TASK DIRECTIONS = Copy out the entries below precisely; nothing is to be omitted.
::: ENTRIES SUPPLIED :::
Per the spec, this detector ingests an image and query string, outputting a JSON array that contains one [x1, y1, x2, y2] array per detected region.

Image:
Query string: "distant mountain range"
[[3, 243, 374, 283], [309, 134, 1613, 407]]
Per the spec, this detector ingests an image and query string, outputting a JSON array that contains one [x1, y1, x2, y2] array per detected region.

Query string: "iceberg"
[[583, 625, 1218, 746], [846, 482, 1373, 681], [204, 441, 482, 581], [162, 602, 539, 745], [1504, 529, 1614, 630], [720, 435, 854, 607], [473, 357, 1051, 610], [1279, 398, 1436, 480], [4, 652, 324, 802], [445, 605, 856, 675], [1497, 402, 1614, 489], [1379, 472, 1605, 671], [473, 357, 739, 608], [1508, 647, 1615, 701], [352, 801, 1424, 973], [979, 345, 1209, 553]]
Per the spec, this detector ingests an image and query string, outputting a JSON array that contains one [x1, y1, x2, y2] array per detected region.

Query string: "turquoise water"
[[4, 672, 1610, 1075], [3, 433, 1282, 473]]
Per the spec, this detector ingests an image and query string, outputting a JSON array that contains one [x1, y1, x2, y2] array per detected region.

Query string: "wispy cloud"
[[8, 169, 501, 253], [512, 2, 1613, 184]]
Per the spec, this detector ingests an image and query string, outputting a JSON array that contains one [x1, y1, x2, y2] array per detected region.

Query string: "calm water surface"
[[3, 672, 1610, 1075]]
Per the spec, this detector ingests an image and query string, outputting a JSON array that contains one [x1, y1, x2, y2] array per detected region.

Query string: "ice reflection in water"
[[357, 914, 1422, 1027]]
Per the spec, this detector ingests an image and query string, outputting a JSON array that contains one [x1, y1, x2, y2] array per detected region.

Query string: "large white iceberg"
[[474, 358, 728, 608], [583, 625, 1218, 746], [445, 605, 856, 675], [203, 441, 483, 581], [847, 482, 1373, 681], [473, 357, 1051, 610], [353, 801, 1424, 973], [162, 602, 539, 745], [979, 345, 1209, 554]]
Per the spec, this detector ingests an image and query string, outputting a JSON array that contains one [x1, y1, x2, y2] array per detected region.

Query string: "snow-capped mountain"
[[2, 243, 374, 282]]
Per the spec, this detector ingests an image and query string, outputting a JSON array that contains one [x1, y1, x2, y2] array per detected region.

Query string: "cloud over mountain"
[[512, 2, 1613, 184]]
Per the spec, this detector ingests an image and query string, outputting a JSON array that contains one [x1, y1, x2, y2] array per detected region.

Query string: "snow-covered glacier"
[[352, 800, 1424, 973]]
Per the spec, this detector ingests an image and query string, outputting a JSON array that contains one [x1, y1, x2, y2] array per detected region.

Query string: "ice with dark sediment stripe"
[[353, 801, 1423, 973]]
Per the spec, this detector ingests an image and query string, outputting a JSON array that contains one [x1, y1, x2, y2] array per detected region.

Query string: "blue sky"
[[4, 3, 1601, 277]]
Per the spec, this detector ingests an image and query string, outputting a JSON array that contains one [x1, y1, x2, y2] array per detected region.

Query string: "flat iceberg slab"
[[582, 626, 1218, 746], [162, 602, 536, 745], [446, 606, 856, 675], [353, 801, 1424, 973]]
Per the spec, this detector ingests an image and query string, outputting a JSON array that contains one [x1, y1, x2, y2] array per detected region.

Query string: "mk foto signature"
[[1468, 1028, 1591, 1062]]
:::
EXERCISE RESULT =
Per the spec, this detector ingests an image and query string, outputting a JSON array that contains one [x1, y1, x2, y2] array per detected region.

Image:
Query string: "distant mountain range"
[[3, 243, 374, 283], [309, 134, 1613, 407]]
Per the spec, this detector ingests an image and query string, outputting a JSON array that contains one [x1, y1, x2, y2] array per detected region.

Query string: "iceberg"
[[583, 625, 1218, 746], [846, 482, 1373, 681], [204, 441, 482, 581], [162, 602, 539, 745], [1504, 529, 1614, 630], [720, 435, 854, 607], [473, 357, 1051, 610], [1279, 398, 1436, 480], [4, 652, 324, 802], [445, 605, 856, 675], [1497, 402, 1614, 489], [1379, 472, 1605, 671], [473, 357, 739, 608], [1508, 647, 1615, 701], [352, 801, 1424, 973], [979, 345, 1209, 553]]
Per the spec, this detector ingests an image and query string, outputting a JSON array that contains one [x1, y1, x2, y2] array per detected region.

Query string: "turquoise water"
[[4, 672, 1610, 1075], [3, 433, 1282, 473]]
Per the spec, this detector ingests an image and query string, outputting a JSON array that contains one [x1, y1, x2, y2] array per detected region.

Query string: "wispy cloud"
[[8, 169, 501, 253], [512, 2, 1613, 184]]
Per the spec, this detector ingests an image and query string, outputting a JSON array that contains one [x1, y1, x2, y2] array per detected region.

Query string: "calm water surface"
[[3, 672, 1610, 1075]]
Per the spec, this detector ingests an image and query string, outputting a JSON array that contains one [x1, y1, x2, y2] array per detected region.

Query string: "ice reflection in water"
[[357, 914, 1422, 1027]]
Per the spec, this detector ingests an image and query string, outputting a JSON array that contains one [x1, y1, x2, y2] array per detected region.

Query string: "large white iceberg"
[[474, 358, 728, 608], [583, 625, 1218, 746], [445, 605, 856, 675], [203, 441, 483, 581], [847, 482, 1373, 681], [473, 357, 1051, 610], [353, 801, 1424, 973], [162, 602, 539, 745], [979, 345, 1209, 554]]
Per the spec, this detector ingests an image and query string, outputting a JSON array that contains one [x1, y1, x2, y2] array per detected region.

Query string: "snow-capped mountain"
[[2, 243, 374, 282]]
Per the spec, this detector ingests an image and query string, outputting a JSON array that contains one [x1, y1, x2, y2] array per detected region.

Query string: "cloud over mountain"
[[512, 2, 1613, 184]]
Per the spec, this detector ingests an image and query string, outputting a JSON array that contains one [x1, y1, x2, y2] array per detected region.

Query string: "snow-covered glacier"
[[352, 800, 1424, 973]]
Per the spec, this detector ingests an image and query string, outputting a JSON array that contains one [x1, y1, x2, y2] array per detected region.

Query string: "ice with dark sediment stripe"
[[353, 801, 1423, 973]]
Per the spec, this detector ingests an image and query string, outputting a JSON array that contains one [x1, y1, x2, y2] array per detected region.

Query string: "blue sky"
[[4, 3, 1601, 277]]
Per the spec, this detector ingests an image and query string, outputting a JSON array that contains one [x1, y1, x2, y2] array per detected region.

Query string: "flat iceberg slab"
[[582, 626, 1218, 746], [162, 602, 536, 745], [446, 606, 856, 675], [353, 801, 1424, 973]]
Per the spec, this detector ingests an image and query string, outputting a JSON array that contains one [x1, y1, x2, y2] array per detected region.

Query string: "mk foto signature"
[[1468, 1028, 1591, 1062]]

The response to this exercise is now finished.